Rows from a dataset:
------

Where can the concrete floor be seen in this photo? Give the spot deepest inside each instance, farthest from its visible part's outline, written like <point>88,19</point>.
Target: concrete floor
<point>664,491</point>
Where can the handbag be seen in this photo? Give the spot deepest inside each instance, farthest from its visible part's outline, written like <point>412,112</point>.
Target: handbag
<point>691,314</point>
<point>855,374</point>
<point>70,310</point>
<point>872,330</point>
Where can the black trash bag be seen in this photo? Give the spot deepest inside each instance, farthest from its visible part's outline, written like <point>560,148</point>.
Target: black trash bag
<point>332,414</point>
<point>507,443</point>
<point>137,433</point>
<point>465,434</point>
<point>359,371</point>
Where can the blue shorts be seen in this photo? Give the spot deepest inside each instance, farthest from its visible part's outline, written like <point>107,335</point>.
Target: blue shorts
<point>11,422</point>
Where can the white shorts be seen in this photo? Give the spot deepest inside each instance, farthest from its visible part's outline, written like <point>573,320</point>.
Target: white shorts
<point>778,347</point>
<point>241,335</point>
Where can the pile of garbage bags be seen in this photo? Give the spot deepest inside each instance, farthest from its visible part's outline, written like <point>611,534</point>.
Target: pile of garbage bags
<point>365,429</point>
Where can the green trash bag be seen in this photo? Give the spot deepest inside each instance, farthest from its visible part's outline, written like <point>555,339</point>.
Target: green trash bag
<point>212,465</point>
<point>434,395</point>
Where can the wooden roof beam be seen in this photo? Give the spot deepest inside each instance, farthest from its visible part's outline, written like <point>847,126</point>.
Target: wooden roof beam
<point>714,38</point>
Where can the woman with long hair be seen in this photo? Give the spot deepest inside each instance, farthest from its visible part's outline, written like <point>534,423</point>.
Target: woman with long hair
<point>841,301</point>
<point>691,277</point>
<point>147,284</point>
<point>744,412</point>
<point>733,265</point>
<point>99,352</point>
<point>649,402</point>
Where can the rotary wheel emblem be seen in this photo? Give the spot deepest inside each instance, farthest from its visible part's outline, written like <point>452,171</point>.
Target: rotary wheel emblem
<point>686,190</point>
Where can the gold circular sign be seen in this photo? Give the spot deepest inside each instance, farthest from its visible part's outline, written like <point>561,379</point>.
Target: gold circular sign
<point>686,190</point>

------

## GOAL OF THE EXERCISE
Can you write out all of the material above again, replacing each "trash bag" with "rubbish bag" and changing nothing else?

## TASK SOLUTION
Where can the concrete floor be seen in this photo? Give the spot deepest inside each instance, farthest from its visible part's outline, written like <point>88,19</point>.
Target: concrete floor
<point>664,491</point>
Where can the handbag be seen in this photo? Give the spot deepest inside each instance, farthest from its visible part's outline, written like <point>412,112</point>.
Target: handbag
<point>691,314</point>
<point>855,374</point>
<point>70,310</point>
<point>872,330</point>
Where can the black rubbish bag be seen in this photo? Give the spot deepest inside each instance, farthest from its visible part's outline, written like <point>560,148</point>.
Target: black rubbish bag
<point>332,414</point>
<point>507,443</point>
<point>137,433</point>
<point>465,434</point>
<point>359,371</point>
Where can the blue shorts be seen in this photo? Give the spot deepest inside each instance, farthest from its visible part's outline, written like <point>107,335</point>.
Target: blue shorts
<point>11,422</point>
Where can the white shorts be seen in this photo? Give the spot deepest inside each instance, farthest from its visible part's outline, written like <point>573,320</point>.
Target: white shorts
<point>778,347</point>
<point>241,335</point>
Where can the pile of garbage bags be seen in this photo? Give the spot deepest inside each instance, farthest from its visible part's outline, written like <point>611,534</point>.
Target: pile of garbage bags
<point>365,429</point>
Where can the green rubbish bag be seen in this photo? Give the spot deepest inside each instance, farthest from its visible part's outline, written like <point>555,339</point>.
Target: green rubbish bag
<point>212,465</point>
<point>434,395</point>
Where can the wooden roof beam be seen in this photo? Give the spot deepest inside each instance, farthest from its visible part's outline, written like <point>847,126</point>.
Target: wooden roof beam
<point>714,38</point>
Where can the woman with long hair be seen in this photo? Give the spot deepest inside each instance, farthest from its visible part's outline, written like <point>534,423</point>.
Target: woman with long hair
<point>841,301</point>
<point>691,277</point>
<point>147,284</point>
<point>744,412</point>
<point>733,265</point>
<point>99,352</point>
<point>649,402</point>
Where can the rotary wheel emblem be seen in this photo? Give the spot deepest inside each instance, farthest from its visible part's outline, written like <point>452,171</point>.
Target: rotary wheel emblem
<point>686,190</point>
Where can the gold circular sign be seen in this photo? Give the spot deepest inside each instance, farthest from its visible part's outline, written like <point>561,379</point>.
Target: gold circular sign
<point>686,190</point>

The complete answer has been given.